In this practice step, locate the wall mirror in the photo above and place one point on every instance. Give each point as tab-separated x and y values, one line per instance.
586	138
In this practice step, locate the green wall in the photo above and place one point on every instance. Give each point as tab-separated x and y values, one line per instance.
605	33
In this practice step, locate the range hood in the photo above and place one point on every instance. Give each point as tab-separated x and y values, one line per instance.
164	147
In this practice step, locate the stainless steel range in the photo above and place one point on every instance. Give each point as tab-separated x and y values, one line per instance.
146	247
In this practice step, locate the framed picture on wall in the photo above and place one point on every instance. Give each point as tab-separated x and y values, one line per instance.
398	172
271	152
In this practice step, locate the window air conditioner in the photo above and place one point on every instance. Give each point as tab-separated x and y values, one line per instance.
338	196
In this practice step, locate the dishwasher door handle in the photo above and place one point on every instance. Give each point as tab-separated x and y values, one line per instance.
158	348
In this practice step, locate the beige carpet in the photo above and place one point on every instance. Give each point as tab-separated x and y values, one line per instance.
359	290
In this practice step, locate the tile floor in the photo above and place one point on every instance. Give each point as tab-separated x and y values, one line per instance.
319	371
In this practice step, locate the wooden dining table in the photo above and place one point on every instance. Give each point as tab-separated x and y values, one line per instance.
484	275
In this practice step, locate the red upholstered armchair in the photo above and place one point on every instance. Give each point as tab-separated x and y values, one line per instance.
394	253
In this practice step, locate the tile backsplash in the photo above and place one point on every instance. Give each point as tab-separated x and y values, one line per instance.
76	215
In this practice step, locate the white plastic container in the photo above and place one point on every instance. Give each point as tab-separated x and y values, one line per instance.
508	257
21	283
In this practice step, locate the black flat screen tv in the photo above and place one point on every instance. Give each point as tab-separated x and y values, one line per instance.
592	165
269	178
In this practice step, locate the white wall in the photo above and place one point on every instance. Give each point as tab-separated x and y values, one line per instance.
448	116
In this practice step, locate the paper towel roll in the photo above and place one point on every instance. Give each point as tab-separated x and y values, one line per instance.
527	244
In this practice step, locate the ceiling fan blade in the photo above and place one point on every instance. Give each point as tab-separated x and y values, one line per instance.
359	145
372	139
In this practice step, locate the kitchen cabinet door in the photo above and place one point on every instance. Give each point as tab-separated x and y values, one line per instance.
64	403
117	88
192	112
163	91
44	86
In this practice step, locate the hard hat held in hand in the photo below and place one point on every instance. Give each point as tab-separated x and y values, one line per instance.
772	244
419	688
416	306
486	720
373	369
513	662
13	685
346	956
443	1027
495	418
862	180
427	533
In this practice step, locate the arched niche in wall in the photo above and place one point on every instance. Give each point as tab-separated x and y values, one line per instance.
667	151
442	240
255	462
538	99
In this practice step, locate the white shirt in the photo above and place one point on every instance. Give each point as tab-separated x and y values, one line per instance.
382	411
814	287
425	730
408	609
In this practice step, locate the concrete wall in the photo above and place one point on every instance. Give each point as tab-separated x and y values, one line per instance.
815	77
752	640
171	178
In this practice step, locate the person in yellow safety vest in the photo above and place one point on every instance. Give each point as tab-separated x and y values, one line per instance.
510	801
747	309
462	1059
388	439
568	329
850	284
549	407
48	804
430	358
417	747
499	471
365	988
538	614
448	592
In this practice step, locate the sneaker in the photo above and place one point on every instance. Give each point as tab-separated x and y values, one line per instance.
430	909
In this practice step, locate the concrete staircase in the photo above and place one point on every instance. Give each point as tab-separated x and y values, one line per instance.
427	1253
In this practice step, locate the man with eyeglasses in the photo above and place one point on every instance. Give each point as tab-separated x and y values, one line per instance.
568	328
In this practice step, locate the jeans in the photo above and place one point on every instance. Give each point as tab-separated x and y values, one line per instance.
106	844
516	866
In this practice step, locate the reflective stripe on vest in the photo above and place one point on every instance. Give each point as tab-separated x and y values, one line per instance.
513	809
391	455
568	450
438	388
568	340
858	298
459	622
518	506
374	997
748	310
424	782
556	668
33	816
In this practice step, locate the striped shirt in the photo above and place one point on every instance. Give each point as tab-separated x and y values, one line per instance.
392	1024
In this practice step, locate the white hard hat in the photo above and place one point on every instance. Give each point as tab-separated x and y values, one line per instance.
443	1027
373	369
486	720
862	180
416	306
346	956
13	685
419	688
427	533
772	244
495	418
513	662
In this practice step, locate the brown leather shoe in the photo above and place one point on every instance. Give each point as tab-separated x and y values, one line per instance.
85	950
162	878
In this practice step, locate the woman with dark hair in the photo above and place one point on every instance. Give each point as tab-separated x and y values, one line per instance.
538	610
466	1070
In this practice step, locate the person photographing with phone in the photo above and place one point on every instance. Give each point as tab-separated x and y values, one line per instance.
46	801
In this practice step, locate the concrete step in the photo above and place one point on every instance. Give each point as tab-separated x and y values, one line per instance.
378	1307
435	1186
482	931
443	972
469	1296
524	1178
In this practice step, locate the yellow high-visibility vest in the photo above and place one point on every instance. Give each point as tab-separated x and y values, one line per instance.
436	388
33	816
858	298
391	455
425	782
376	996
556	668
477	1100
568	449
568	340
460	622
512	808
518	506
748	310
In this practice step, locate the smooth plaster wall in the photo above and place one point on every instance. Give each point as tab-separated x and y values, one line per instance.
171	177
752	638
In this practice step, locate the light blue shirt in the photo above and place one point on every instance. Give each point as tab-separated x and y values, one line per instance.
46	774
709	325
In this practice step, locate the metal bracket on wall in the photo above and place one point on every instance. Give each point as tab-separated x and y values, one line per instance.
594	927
# # # # #
▶ [Required work]: Take the lines above and retype all of them exactly.

▶ [Solution to this task]:
In this practice step, locate the wall mirror in the photo above and place one point on every instance. Give each point as tab-separated x and y values, one line per instance.
586	138
In this practice step, locate the green wall in the photo above and place one point on every instance. Give each point as tab-separated x and y values, one line per instance.
605	33
In this practice step, locate the range hood in the photo above and place one point on every instance. Give each point as tab-separated x and y values, one line per instance.
164	147
In this practice step, locate the stainless steel range in the photo above and place one point on every instance. Give each point as tab-separated x and y values, one line per instance.
146	247
In this practice step, locate the framed picture on wall in the photo above and place one point on every instance. Give each point as tab-separated x and y values, one line per instance.
398	172
271	152
In this practice step, locate the window air conditioner in the photo above and place one point on every instance. Give each point as tab-separated x and y values, one line per instance.
338	196
In this practice step, locate the dishwasher door handle in the photo above and place one point on every instance. Give each point as tab-separated x and y values, one line per instance.
158	348
In this practice step, locate the beige carpet in the photo above and place one point on every instance. Give each point as tab-separated x and y values, one line per instance.
359	290
In this practice step, locate the tile floor in the photo above and place one point on every instance. Give each point as tab-separated x and y values, one line per instance.
319	371
In this practice step, locate the wooden dining table in the photo above and place one point on every instance. Give each point as tab-separated x and y values, one line per instance.
484	275
In this practice step, locate the red upholstered armchair in the photo above and place one point on every instance. Give each point as tab-separated x and y values, one line per instance.
394	253
In this practice step, locate the tile backsplash in the photo above and place one point on every instance. Give each point as tab-separated x and y values, one line per instance.
76	215
In this practice step, locate the white plastic container in the photo above and place one point on every instance. Give each point as tab-separated x and y values, one line per instance.
508	257
21	283
In this practice step, locate the black flat screen tv in the photo above and place one point on every instance. Give each point as tab-separated x and y values, one line per instance.
592	165
269	178
In this practice step, locate the white wall in the photo above and place one point on every instance. Give each point as tab-separated x and y values, one line per instance.
448	116
In this practice step, locate the paper towel roll in the photo above and place one point on every instance. Give each point as tab-separated x and y values, one line per instance.
527	244
In this practice step, locate the ceiling fan blade in the photo above and place one point on every instance. Give each point as tab-separated x and y values, one line per instance.
359	145
372	139
In this practice step, locate the kitchen cabinet door in the photo above and place one point on every instance. Give each point as tab-separated x and y values, one line per instance.
64	403
117	88
192	112
163	91
44	86
In this practice step, locate the hard hat held in hand in the photo below and place one point on every instance. Give each point as tab-separated x and y values, one line per instance.
772	244
419	688
416	306
486	720
373	369
513	662
13	685
346	956
443	1027
495	418
862	180
427	533
In this practice step, locate the arched niche in wall in the photo above and place one point on every instance. Give each point as tab-separated x and y values, one line per instance.
667	151
442	240
255	462
538	99
In this practice step, locate the white shirt in the photo above and place one point on every instance. Give each point as tab-separated x and y values, one line per instance.
382	411
814	287
425	730
408	609
In this practice step, locate the concrete wall in the photo above and place one point on every instance. Give each point as tab-separated x and y values, one line per instance.
815	77
752	640
171	178
In this practice step, locate the person in yellow safety vest in the photo above and place one point on every instance. Give each point as tab-separated x and y values, one line per instance.
510	801
747	309
462	1059
388	439
568	329
850	284
549	407
48	804
430	358
417	747
499	471
365	988
538	614
448	592
In this practice step, locate the sneaker in the photo above and place one point on every instance. Give each point as tab-separated x and y values, one line per instance.
430	909
In this practice step, locate the concrete staircase in the photo above and place one point on every instance. Give each point as tab-separated x and y values, one line per instance.
427	1253
In this practice step, locate the man with eyeglasses in the photo above and place one point on every instance. Give each point as tab-separated x and y values, one line per instance.
568	328
In this practice step, locate the jeans in the photo above and place one point on every instance. Give each point as tab-separated x and y values, one line per instance.
106	844
516	866
In this practice step, locate the reflective stripe on vest in the photo above and place one point on every instance. Give each point as tab-separated x and y values, one line per instance.
513	809
391	455
568	450
438	388
568	340
858	298
459	622
518	506
374	997
748	310
424	782
556	668
33	816
In this practice step, locate the striped shirt in the photo above and place one point on every instance. Give each point as tab-separated x and y values, one line per instance.
392	1024
In this practice step, locate the white hard hat in the photo above and place one point on every instance. Give each point as tab-separated x and y values, one line per instance.
443	1027
373	369
486	720
862	180
416	306
346	956
13	685
419	688
427	533
772	244
495	418
513	662
In this practice step, locate the brown leather shoe in the photo above and place one point on every instance. Give each point as tab-separated x and y values, one line per instance.
85	950
162	878
In this practice step, locate the woman with dark hair in the photo above and place one point on every instance. Give each point as tab-separated x and y values, one line per instance.
538	610
466	1070
In this practice step, locate the person photographing with phone in the photo above and place one point on every instance. Give each point as tab-separated x and y values, one line per instance.
46	801
In this practice step, locate the concrete step in the photo above and place one point on every instance. Give each point as tab-separated x and y values, one line per instance.
378	1307
435	1186
482	931
443	972
469	1296
524	1178
In this practice step, locate the yellow high-visibility vest in the photo above and place one point on every instance. Give each point as tab-separated x and y values, one line per instance.
436	388
33	816
858	298
391	455
425	782
376	996
556	668
477	1100
568	449
568	340
460	622
512	808
518	506
748	310
In this practice step, locate the smooth plaster wall in the photo above and place one point on every instance. Give each point as tab-separated x and y values, one line per instance.
171	177
752	638
In this practice step, locate the light blue shirt in the photo above and place one point on every instance. Give each point as tab-separated x and y values, one line per instance.
46	774
709	325
In this practice step, locate the metal bracket on wall in the photo above and place one point on every instance. Give each point as tab-separated x and y values, one line per instance.
594	927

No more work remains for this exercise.